SUPPLIED TEXT START
The quality of the fibres varies greatly according to the variety, the seasonal conditions during cultivation and the way the crop is handled after harvest.
100 kg seed cotton gives 35 to 42 kg of cotton lint. Cotton fibres are characterised by a longitudinal spiral twist (see picture magnified 630 times), which contributes to an elasticity of about 10%. Some of the most important quality criteria are:
Staple length: The longer cotton fibres are, the better they are suited to producing high quality yarns and apparels. Fibre lengths are divided into short-staple (less than 24.6 mm), medium-staple (24.6 – 30.9 mm), long-staple (more than 30,9 mm) and extra long-staple fibres (more than 33.4 mm).
Tensile strength: The tensile strength is measured in grams per tex (US) or PSI for Pressley (outside US) and indicates the maximum load that a bundle of fibres will hold before they break.
Micronaire: This parameter measures fibres’ fineness and maturity. The thinner the fibre, the lower the number of micronaire. However, low micronaire values can be an indication of either low intrinsic fineness (diameter of fibre) or low maturity.
Colour: Variation in the colour of seed cotton causes variation in the colour of dyed cotton products. A distinction is made between white, creamy, light spotted and spotted colour. Some varieties and specific strains, however, are of greenish, beige or brown colour.
Contamination: The degree of contamination with non-fibre material or foreign fibres is an important quality criterion. Contaminated fibres cause problems during processing, reducing the quality of the resulting yarn and garments. Frequent contaminants are dust, cotton foliage and packing material.
Damage: Pest and disease infestation can damage cotton fibres, reducing the quality of the harvest. A common problem is honeydew (secretion) from lice, a sugary liquid that causes cotton fibres to stick together.
SUPPLIED TEXT END
• _TASK DETAILS_: Please rewrite everything from "Tensile strength: The" down to "or low maturity." in the cotton quality text, changing "maturity" to "ripeness". The material that comes next was drawn from a different source.
DATA EXTRACTS START
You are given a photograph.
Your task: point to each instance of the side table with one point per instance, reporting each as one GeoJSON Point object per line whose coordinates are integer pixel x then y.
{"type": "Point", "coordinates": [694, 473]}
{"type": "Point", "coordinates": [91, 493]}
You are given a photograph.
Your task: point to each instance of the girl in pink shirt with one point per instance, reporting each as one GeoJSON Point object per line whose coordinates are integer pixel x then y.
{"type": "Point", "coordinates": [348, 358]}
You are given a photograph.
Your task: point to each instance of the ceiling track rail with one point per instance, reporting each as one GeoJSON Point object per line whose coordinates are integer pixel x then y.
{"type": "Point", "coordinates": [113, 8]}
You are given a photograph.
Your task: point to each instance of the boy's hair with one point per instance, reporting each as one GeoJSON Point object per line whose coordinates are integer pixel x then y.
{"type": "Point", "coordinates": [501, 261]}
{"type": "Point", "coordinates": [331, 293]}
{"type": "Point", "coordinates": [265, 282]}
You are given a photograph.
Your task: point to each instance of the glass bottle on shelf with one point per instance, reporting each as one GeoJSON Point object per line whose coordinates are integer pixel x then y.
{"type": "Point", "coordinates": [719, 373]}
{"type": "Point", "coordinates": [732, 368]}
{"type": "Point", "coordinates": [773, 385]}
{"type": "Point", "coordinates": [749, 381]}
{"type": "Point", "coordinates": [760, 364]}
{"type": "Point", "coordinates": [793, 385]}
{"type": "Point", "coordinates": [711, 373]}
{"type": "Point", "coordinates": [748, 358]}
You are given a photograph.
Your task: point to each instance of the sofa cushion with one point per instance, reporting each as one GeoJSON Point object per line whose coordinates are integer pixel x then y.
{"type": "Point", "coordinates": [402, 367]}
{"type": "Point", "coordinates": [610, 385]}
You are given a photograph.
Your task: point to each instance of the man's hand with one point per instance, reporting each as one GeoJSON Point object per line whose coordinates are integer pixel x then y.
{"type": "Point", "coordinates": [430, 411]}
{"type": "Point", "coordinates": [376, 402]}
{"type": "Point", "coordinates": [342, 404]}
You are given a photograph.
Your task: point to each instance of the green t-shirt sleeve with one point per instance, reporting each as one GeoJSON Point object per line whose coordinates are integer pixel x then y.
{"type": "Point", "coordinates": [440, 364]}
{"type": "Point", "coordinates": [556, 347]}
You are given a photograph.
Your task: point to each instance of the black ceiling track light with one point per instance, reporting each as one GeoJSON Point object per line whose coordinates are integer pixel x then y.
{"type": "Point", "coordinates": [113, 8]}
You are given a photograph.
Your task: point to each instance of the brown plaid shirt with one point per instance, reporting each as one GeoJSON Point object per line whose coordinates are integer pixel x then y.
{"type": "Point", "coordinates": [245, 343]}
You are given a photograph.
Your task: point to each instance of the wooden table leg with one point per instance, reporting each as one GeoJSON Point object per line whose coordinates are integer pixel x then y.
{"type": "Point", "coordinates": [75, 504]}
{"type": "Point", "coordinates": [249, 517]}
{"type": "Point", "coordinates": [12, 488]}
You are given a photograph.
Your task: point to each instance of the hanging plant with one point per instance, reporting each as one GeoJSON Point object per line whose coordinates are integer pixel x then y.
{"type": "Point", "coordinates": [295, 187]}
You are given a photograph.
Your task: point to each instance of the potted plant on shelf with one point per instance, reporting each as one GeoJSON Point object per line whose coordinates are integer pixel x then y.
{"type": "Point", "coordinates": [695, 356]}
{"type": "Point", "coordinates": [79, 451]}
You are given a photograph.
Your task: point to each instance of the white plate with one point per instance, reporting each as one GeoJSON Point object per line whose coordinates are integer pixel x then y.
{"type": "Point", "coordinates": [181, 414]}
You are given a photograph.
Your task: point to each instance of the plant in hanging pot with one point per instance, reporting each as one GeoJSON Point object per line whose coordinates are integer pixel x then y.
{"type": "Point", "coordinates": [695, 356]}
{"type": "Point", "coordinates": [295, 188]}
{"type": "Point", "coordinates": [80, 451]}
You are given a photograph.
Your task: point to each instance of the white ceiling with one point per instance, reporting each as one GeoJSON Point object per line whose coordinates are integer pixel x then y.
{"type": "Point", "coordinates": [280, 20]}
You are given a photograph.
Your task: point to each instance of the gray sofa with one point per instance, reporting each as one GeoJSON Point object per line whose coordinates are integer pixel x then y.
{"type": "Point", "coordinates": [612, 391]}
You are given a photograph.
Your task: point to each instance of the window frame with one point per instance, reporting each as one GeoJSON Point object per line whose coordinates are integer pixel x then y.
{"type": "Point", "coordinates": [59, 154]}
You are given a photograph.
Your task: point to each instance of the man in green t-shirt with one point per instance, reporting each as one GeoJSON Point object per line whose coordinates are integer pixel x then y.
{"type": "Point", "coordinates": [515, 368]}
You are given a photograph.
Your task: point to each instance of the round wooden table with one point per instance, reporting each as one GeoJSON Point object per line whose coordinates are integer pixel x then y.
DATA EXTRACTS END
• _SOLUTION FOR THIS PROBLEM_:
Tensile strength: The tensile strength is measured in grams per tex (US) or PSI for Pressley (outside US) and indicates the maximum load that a bundle of fibres will hold before they break.
Micronaire: This parameter measures fibres’ fineness and ripeness. The thinner the fibre, the lower the number of micronaire. However, low micronaire values can be an indication of either low intrinsic fineness (diameter of fibre) or low ripeness.